- _PASSAGE PROVIDED_
______
The Director General for Planning at the Iraqi Ministry of Oil has accused the Bush administration of plotting to seize the country’s oil resources, saying “these people from Texas who rule the American administration want to send us to Armageddon—just to get their hands on the fields in Iraq.”

In an extensive interview with Iraqjournal.org, Dr. Faleh Al-Khyat detailed what Washington would have to gain by bringing down the Iraqi government and replacing it with a puppet regime. He highlighted two largely untapped oil fields in the south of Iraq, saying they constitute “the greatest prizes of the oil industry in the world.”

The two fields in question lie southern Iraq: Majnoun and West Qurna (known here as “The Giant). A Russian oil consortium led by Lukoil signed contracts with Baghdad to exploit the 15 billion barrel Qurna field, but in June the Iraqi Oil Minister Amir Mohammed Rashid accused the Russians of “slackness” and bowing to US pressure not to begin work on the site. Similarly, he said that the French had slowed negotiations on the 20 billion barrel Majnoun fields.
______
- _STATED PROBLEM 1_
Rewrite the passage on Iraq's oil fields from "In an extensive" up to and including "barrel Majnoun fields.", putting "Majnoon" in place of "Majnoun".
- _STATED PROBLEM 2_
Continue the passage on Iraq's oil fields from its final sentence.

- _AVAILABLE DATA_
______
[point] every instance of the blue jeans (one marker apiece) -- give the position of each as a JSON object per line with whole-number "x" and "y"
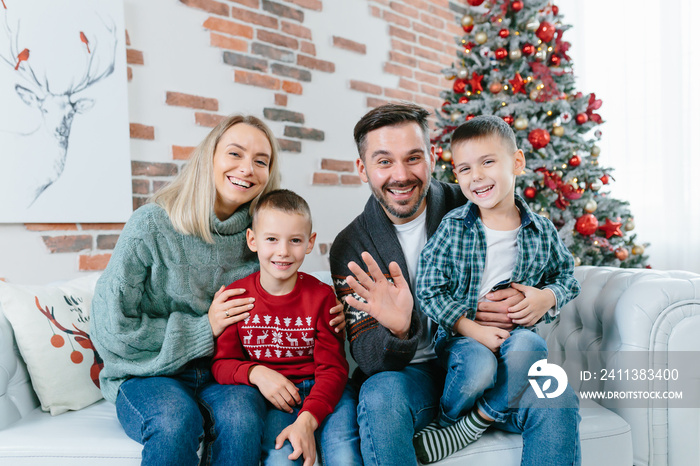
{"x": 392, "y": 407}
{"x": 499, "y": 386}
{"x": 170, "y": 415}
______
- _TASK RESPONSE 1_
In an extensive interview with Iraqjournal.org, Dr. Faleh Al-Khyat detailed what Washington would have to gain by bringing down the Iraqi government and replacing it with a puppet regime. He highlighted two largely untapped oil fields in the south of Iraq, saying they constitute “the greatest prizes of the oil industry in the world.”

The two fields in question lie southern Iraq: Majnoon and West Qurna (known here as “The Giant). A Russian oil consortium led by Lukoil signed contracts with Baghdad to exploit the 15 billion barrel Qurna field, but in June the Iraqi Oil Minister Amir Mohammed Rashid accused the Russians of “slackness” and bowing to US pressure not to begin work on the site. Similarly, he said that the French had slowed negotiations on the 20 billion barrel Majnoon fields.

- _TASK RESPONSE 2_
Since then, Al-Khyat says that Iraq has begun exploiting the fields on its own. He said that Qurna is currently producing 200,000 bpd, while Majnoun is pumping out 30-50,000 bpd. He says that Washington is well aware of the potential of these two sites.

“We’re talking about a half a million barrels each, at least,” he said. “Together they’ll make about a million barrels a day, and that is as big as many OPEC countries. Now, we’re talking about giant fields at the tip of the Gulf, on flat ground—not in the wilderness of Alaska or in the isolation of the Caspian Sea. In the Caspian Sea, platforms, drillings, pipelines to the Mediterranean going through countries and mountains and whatever—all that is to exploit 15 billion barrels of oil. Now, 15 billion barrels of oil is equivalent to the reserves of the West Qurna field second stage.”

Al-Khyat said that Iraq continues to negotiate joint-venture contracts with foreign investors and that Washington’s policies are cutting American companies out of the deals. But, he says, that is precisely the point. “The United States principally would be very stupid not to exercise pressure,” he says. “Especially in the Administration which is led by the oiligarchs.”

Iraq is second only to Saudi Arabia in oil reserves. The country has some 112 billion barrels in proven reserves and more than 200 billion in potential reserves. In addition Iraq contains some 110 trillion cubic feet of natural gas.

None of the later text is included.